L’EPA renouvelle l’autorisation du Dicamba pour 5 ans malgré son interdiction par la Cour d’Appel en juin dernier

L’herbicide sélectif développé par Monsanto utilisé depuis plus d’un demi-siècle s’était vu retirer son autorisation de mise sur le marché américain en juin dernier. Son efficacité en fait un herbicide redoutable notamment dans le désherbage de cultures OGM. Si son efficacité est incontestable, il possède néanmoins un inconvénient majeur : une forte volatilité qui lui confère un risque non négligeable de dérive et par conséquent de dégâts sur les cultures et la flore voisines.

Les problématiques liées à l’utilisation du Dicamba sont connues depuis des décennies. Historiquement, le Dicamba était utilisé dans la lutte contre les adventices en l’absence de culture de la fin de l’automne au début du printemps lorsque les risques de dérive sont faibles. Cela a changé en 2016.

§ ENTRÉES DU CORPUS:

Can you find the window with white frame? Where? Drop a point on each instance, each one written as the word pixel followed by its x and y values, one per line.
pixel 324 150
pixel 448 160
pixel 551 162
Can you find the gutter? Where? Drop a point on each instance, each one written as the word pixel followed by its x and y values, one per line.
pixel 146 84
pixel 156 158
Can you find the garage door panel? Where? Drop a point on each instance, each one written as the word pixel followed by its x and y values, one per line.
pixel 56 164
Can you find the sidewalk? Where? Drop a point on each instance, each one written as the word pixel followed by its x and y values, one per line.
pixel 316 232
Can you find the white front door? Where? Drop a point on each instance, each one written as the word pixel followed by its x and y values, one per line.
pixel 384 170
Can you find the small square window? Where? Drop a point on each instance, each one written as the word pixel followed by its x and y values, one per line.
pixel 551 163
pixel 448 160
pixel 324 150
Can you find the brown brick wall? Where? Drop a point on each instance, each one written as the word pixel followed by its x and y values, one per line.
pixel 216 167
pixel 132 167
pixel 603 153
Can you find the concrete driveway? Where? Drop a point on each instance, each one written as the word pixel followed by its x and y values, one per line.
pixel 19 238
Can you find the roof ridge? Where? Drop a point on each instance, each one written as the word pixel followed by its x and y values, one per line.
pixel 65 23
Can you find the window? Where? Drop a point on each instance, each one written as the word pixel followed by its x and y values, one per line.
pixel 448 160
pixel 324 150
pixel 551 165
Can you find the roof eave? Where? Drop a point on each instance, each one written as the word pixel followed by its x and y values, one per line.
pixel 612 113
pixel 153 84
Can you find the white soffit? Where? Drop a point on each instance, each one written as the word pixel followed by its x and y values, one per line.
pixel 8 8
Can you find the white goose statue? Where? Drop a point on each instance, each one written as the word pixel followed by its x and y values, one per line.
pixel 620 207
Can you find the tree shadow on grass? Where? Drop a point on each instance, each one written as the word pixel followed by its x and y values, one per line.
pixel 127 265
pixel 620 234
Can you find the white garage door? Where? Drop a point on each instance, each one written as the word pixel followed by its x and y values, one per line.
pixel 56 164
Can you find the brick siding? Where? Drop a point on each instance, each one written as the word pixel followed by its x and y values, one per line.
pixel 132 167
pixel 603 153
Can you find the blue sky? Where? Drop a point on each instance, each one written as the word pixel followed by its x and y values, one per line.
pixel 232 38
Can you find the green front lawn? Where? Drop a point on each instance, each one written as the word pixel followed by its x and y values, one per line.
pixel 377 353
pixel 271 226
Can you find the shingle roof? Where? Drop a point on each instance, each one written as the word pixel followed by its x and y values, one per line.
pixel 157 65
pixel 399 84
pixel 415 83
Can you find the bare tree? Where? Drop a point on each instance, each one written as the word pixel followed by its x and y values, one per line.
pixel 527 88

§ SÉRIE D'EXERCICES:
1. Répondez à ces questions d'après l'article sur le Dicamba :
(a) Quelle entreprise a développé l'herbicide ?
(b) Quel inconvénient majeur l'article attribue-t-il au Dicamba ?
(c) En quelle année l'usage historique du Dicamba a-t-il changé ?
2. Ces affirmations concordent-elles avec l'article sur le Dicamba ? Répondez par oui ou non, en citant les mots décisifs du texte.
(a) Le Dicamba est utilisé depuis moins de vingt ans.
(b) Historiquement, on employait le Dicamba de la fin de l'automne au début du printemps.
(c) Le Dicamba a perdu son autorisation de mise sur le marché américain en juin dernier.
3. Rédigez la suite de l'article sur le Dicamba, à partir de sa dernière phrase.

§ CORRIGÉ:
1.
(a) Monsanto.
(b) Une forte volatilité, qui entraîne un risque de dérive et de dégâts sur les cultures et la flore voisines.
(c) En 2016.

2.
(a) Non : « utilisé depuis plus d’un demi-siècle ».
(b) Oui : « en l’absence de culture de la fin de l’automne au début du printemps ».
(c) Oui : « s’était vu retirer son autorisation de mise sur le marché américain en juin dernier ».

3.
(Effet du Dicamba sur du soja non tolérant. Crédits photo : Amit JHALA)

Retour sur l’origine de la controverse 

Afin de lutter contre les multiples résistances des adventices face au Glyphosate et proposer une solution aussi commode que les variétés Roundup Ready, Monsanto et BASF ont mis sur le marché une variété de coton (2015) et de soja (2016) tolérantes au Dicamba et au Glyphosate. Conjointement, les deux agrochimistes ont développé de nouvelles formulations de l’herbicide censées réduire drastiquement les impacts sur les cultures et la flore alentours non tolérantes. En revanche, l’EPA n’homologua les nouvelles formulations de Dicamba allant de pair avec ces semences qu’après la saison de culture 2016 pour une période de 2 ans.
Monsanto avait parié sur une homologation rapide coïncidant avec la mise sur le marché des semences, ce qui ne fut pas le cas.
Ce délai a laissé les agriculteurs ayant acheté et semé ces variétés DT (tolérantes au Dicamba) dans un dilemme : désherber sans recourir au Dicamba et ne pas profiter de la tolérance ou utiliser d’anciennes formulations non autorisées sur cette culture à cause du risque élevé de dérive et des impacts sur les cultures et la flore voisines.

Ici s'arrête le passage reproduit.